** GIVEN DATA follows **

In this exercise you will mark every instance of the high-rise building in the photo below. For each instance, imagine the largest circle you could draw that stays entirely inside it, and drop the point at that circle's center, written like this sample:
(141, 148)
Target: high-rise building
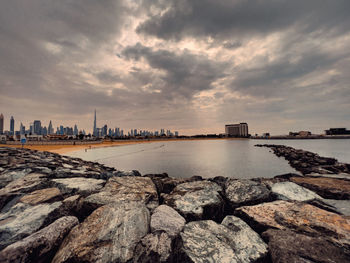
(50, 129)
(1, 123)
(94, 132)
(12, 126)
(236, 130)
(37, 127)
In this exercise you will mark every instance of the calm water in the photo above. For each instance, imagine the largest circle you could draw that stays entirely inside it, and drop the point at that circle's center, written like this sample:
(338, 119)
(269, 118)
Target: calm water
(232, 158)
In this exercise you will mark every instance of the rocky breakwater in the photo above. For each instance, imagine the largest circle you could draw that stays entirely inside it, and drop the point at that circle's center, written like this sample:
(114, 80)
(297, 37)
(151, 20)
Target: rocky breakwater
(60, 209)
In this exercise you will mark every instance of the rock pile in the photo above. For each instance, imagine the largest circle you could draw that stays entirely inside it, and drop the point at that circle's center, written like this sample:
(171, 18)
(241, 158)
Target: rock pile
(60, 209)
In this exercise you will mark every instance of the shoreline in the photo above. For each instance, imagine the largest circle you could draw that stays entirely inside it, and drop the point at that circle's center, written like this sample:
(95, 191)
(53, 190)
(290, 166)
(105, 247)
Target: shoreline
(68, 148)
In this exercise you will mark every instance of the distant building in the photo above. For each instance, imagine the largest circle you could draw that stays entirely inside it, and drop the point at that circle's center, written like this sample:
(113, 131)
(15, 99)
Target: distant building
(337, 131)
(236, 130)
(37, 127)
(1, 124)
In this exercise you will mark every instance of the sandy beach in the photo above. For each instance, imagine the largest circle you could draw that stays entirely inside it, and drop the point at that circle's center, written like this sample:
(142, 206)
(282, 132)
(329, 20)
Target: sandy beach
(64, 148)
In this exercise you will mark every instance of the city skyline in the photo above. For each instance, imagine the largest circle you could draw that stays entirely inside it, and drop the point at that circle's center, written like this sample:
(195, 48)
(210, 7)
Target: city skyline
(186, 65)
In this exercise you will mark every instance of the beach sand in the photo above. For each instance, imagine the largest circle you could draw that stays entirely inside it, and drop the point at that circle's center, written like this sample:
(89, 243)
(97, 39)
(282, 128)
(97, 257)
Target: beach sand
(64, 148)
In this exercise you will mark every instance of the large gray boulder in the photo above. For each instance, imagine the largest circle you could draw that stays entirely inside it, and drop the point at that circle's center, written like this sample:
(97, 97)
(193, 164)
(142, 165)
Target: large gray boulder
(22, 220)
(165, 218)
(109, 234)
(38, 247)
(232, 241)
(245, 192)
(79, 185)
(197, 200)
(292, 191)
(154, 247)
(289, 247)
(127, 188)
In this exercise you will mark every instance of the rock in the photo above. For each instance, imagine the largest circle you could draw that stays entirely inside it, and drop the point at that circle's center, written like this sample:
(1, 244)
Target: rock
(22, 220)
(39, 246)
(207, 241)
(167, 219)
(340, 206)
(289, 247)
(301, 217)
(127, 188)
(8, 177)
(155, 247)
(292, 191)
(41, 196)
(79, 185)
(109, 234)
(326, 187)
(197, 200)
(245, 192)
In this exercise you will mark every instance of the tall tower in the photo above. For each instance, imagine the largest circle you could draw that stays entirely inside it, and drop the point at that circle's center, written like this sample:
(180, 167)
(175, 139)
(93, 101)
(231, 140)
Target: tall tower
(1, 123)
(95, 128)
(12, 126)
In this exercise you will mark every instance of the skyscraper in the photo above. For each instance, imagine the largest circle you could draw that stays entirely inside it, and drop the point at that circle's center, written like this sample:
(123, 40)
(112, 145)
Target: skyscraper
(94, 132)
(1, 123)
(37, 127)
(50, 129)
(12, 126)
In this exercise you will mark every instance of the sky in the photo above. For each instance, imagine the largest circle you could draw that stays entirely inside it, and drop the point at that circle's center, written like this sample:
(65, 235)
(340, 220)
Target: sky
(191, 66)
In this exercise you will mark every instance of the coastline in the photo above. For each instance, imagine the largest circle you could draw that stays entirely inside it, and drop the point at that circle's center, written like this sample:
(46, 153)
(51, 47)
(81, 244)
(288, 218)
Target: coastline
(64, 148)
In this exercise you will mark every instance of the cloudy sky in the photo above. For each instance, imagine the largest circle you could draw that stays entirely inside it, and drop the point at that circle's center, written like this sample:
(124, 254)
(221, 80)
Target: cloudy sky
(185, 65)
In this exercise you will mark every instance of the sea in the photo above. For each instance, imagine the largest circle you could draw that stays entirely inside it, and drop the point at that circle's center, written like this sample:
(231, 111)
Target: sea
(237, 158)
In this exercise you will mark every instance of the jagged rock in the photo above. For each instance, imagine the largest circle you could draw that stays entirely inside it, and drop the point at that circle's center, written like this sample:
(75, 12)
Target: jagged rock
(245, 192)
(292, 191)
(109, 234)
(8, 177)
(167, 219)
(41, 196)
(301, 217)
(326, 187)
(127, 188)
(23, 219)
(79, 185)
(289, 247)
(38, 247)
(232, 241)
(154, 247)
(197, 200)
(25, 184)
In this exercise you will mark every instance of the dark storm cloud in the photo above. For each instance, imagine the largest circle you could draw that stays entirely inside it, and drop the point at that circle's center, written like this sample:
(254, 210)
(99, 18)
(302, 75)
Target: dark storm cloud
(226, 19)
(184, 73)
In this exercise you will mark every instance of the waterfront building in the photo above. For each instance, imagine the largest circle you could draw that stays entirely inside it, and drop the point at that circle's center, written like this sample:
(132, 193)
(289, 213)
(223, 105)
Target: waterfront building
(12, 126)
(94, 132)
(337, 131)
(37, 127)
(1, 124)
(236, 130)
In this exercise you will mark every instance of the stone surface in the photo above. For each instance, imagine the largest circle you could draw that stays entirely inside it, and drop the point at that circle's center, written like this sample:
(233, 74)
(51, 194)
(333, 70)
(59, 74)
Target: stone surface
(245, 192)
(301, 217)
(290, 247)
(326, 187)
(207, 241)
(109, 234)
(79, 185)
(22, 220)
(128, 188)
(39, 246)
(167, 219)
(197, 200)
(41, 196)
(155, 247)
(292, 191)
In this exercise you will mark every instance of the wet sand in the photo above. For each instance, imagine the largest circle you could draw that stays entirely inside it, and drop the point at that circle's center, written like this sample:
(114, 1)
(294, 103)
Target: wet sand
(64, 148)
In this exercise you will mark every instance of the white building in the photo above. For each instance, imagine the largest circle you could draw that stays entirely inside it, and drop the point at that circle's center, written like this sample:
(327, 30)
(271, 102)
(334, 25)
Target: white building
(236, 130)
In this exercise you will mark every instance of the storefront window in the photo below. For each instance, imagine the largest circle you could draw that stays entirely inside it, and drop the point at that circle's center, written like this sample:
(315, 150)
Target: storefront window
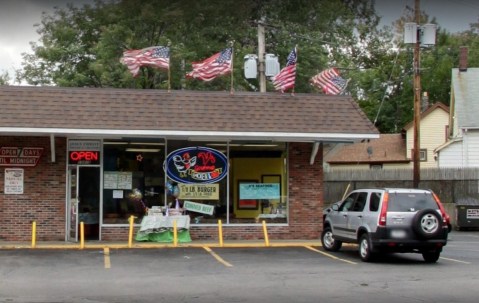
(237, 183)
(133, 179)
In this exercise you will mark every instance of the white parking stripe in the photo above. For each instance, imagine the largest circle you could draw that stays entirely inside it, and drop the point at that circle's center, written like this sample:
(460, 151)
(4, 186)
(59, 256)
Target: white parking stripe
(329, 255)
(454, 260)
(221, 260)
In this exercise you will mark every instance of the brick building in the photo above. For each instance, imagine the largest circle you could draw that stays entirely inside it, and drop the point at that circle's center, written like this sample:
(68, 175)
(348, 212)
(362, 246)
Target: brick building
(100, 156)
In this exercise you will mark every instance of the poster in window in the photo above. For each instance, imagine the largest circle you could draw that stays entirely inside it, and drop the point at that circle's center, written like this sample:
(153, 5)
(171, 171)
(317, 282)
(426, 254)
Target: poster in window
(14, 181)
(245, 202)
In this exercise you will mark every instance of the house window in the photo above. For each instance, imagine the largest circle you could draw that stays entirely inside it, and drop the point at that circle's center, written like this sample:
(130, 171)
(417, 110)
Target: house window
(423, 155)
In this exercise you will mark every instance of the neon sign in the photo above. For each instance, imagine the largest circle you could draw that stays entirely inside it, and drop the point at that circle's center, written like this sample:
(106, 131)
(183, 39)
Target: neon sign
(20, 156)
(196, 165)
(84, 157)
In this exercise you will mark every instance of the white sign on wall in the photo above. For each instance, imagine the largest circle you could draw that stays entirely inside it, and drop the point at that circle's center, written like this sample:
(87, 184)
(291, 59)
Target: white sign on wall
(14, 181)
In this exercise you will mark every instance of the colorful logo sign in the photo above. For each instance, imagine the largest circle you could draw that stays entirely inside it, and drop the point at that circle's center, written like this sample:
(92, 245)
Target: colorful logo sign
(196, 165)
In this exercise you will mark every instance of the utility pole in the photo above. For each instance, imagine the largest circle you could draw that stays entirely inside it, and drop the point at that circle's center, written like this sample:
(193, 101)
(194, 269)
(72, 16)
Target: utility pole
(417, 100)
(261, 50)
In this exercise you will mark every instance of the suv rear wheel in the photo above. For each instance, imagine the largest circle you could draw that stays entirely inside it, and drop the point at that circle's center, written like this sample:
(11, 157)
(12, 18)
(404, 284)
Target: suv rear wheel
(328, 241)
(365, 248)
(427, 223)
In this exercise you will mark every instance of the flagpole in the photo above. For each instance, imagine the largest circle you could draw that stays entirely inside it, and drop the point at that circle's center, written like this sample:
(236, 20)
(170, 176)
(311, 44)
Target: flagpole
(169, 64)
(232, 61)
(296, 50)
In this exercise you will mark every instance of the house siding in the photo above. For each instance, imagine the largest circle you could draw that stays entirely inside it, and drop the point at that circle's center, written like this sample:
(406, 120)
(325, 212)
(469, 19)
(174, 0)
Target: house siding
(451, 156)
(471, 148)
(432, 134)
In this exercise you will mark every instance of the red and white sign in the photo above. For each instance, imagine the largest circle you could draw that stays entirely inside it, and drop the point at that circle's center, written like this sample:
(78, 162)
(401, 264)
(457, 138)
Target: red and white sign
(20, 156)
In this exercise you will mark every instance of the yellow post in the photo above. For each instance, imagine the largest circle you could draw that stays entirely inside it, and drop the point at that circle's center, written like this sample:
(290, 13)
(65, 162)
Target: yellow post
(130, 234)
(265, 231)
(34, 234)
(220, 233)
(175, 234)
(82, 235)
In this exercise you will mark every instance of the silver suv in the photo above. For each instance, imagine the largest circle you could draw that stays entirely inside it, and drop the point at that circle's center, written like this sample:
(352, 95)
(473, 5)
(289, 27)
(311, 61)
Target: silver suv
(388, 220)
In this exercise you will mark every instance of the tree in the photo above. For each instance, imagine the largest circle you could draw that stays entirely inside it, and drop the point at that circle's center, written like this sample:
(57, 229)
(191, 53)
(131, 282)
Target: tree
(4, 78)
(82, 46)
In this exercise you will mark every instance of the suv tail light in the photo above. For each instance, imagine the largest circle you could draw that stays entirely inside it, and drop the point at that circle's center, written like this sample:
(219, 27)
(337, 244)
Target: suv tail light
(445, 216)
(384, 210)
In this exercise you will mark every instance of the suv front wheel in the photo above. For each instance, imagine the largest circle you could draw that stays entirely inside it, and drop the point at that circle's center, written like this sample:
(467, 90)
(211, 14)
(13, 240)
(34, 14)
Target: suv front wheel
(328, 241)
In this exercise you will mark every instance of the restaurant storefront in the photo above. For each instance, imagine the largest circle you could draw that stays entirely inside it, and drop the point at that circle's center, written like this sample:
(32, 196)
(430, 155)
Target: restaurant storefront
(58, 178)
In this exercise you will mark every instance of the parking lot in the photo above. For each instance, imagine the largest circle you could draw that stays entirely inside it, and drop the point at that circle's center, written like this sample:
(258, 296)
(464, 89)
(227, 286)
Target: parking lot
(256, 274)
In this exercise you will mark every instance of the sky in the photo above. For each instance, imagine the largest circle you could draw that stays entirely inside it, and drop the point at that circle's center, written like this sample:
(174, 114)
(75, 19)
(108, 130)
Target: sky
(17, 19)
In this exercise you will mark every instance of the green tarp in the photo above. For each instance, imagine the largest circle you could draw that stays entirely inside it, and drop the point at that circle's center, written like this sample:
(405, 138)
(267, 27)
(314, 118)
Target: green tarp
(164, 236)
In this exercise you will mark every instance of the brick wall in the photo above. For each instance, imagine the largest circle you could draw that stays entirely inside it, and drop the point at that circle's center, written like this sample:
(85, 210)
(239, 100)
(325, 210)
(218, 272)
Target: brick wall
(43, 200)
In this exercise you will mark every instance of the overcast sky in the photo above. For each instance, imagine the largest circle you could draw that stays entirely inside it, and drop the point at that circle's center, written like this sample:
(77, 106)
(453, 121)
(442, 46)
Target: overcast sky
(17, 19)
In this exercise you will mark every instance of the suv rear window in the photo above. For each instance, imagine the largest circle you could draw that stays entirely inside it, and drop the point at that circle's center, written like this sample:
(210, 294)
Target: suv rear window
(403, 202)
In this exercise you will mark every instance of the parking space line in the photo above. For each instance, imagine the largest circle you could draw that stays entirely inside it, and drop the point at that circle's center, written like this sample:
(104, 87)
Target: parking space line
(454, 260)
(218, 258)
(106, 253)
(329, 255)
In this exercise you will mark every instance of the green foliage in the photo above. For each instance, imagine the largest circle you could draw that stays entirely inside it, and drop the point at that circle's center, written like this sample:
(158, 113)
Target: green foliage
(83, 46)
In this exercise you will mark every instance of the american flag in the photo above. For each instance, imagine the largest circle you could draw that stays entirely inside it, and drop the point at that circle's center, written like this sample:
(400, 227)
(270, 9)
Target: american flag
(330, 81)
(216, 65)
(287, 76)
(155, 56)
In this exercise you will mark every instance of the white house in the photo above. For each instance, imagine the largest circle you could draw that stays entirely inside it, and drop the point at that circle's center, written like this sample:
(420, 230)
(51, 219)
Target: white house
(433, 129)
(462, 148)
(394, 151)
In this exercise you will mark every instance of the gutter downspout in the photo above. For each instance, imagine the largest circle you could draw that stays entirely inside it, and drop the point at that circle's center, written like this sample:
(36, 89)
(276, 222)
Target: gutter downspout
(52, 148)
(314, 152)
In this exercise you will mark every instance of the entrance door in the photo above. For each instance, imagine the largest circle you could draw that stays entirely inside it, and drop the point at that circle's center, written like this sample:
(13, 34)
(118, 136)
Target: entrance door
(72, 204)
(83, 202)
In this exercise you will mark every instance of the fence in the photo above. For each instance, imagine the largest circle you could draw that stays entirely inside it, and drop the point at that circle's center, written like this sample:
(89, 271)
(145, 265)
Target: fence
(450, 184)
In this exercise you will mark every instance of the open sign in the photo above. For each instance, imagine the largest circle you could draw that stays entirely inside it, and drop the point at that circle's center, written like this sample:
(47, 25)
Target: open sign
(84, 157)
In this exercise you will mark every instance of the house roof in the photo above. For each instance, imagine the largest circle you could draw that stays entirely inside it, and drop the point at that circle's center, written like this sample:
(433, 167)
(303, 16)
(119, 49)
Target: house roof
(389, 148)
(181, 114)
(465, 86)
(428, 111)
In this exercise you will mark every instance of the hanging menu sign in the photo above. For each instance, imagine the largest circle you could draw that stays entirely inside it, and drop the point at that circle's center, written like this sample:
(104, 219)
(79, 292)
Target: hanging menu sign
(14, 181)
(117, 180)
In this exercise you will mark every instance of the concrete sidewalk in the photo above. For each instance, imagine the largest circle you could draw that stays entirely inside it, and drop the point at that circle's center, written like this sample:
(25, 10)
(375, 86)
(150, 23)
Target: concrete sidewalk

** End of GIVEN DATA **

Everything from the line with "Target: entrance door" to the last line of the entries is to be written out exactly; omit all earlier lines.

Target: entrance door
(72, 204)
(83, 202)
In this exercise you will mark every instance of the fence in the photo above. For each instance, imagine the largest circle you could draw that stays entirely inside it, and drop the point at that circle's center, written like this sample:
(89, 271)
(145, 265)
Target: fence
(450, 184)
In this exercise you will mark every instance of the open sign in the photo above. For each instance, imagine the largest circle you could draw that stays entirely inside it, and drop the point at that circle's center, written like this sample:
(47, 25)
Target: open sign
(84, 157)
In this exercise you will mark every instance of the house roof in the photo above. For each instance, imagine the largest circle you could draw that stays entirely inside it, and drop the point at that circle's center, written like this sample:
(433, 167)
(303, 16)
(119, 49)
Target: house roof
(389, 148)
(181, 114)
(465, 86)
(428, 111)
In this exercise you will mark every instance of the hanging menu sign in the photo above. For each instance, imagine the largest circle you could draw that stays entirely inside it, and drop the point at that circle's center, written like this sample:
(104, 219)
(79, 292)
Target: hanging menu sign
(14, 181)
(117, 180)
In this exercise you will mark every instance of the concrete sidewalk in the photo above. For each instance, imagine the largest circle you could draw that stays entirely inside it, and drop the point at that circle's center, written like this sample:
(25, 10)
(375, 86)
(150, 23)
Target: concrete sidewalk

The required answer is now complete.